— start Raw data —

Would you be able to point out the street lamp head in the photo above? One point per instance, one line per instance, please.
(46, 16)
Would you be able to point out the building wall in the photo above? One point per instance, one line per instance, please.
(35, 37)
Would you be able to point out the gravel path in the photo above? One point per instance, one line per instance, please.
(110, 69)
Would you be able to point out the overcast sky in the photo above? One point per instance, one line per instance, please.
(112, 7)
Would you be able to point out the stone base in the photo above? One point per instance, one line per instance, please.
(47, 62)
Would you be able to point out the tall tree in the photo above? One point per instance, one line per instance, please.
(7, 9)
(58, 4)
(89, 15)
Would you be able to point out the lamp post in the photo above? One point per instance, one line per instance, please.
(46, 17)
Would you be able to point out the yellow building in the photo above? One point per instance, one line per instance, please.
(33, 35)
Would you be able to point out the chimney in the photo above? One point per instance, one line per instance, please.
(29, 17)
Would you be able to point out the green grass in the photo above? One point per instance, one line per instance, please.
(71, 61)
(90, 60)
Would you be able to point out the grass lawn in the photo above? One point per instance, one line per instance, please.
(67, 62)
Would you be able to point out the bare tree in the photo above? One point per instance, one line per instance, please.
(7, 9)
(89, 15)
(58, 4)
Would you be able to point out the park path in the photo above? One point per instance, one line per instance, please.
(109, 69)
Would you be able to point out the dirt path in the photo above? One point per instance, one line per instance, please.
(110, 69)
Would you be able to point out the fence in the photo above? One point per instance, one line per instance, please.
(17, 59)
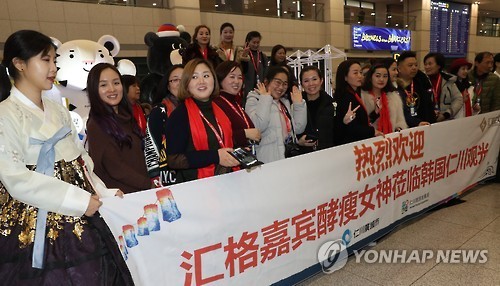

— end Raw data —

→ **Exercise directions**
Please swap "point out" for "locate" throughout the items above and write them out again with nothing else changed. Omit the pictures.

→ **Correct answer**
Would you be able to locate the street lamp head in the photo above? One point per instance, one line per instance, please.
(46, 16)
Would you be able to locate the building wall in the photo above? One point per instance, one line per instance, please.
(35, 37)
Would you be able to locate the gravel path in the photo above? One point per instance, one line per instance, please.
(110, 69)
Would you be able to locate the overcast sky in the photo above? One point per instance, one line per instance, please.
(112, 7)
Would you be able to locate the stone base in the photo above? One point per instance, one line per instance, please.
(47, 62)
Would you be able to locate the tall tree in the photo above? One point per instance, one line per instance, please.
(7, 9)
(58, 4)
(89, 15)
Would you be able to locate the lamp post in the photo above? One point per instance, one line per instance, please.
(46, 17)
Would you be able to locate the yellow building in the photo above? One point per instance, one line per instance, please.
(33, 35)
Would you be able to locate the chimney in the photo above? One point per instance, one line per instance, please.
(29, 17)
Would you be able to locate the green grass in the photo above? One point per instance, one line per instance, please.
(71, 61)
(90, 60)
Would you be able to locate the grass lawn in the photo above? One point per instance, one line per instance, please.
(67, 62)
Would you be able to locate the bare tree in the photo above? One point per instance, one line per instance, please.
(7, 9)
(89, 15)
(58, 4)
Would you be able to locate the park path in the photo above? One point per instance, one line per instance, please.
(109, 69)
Would you be able to locate the dirt path in the photo above? One point per instance, one line per instance, please.
(110, 69)
Would you be able to locate the fence in the photo above? One point per instance, one line per instance, please.
(17, 59)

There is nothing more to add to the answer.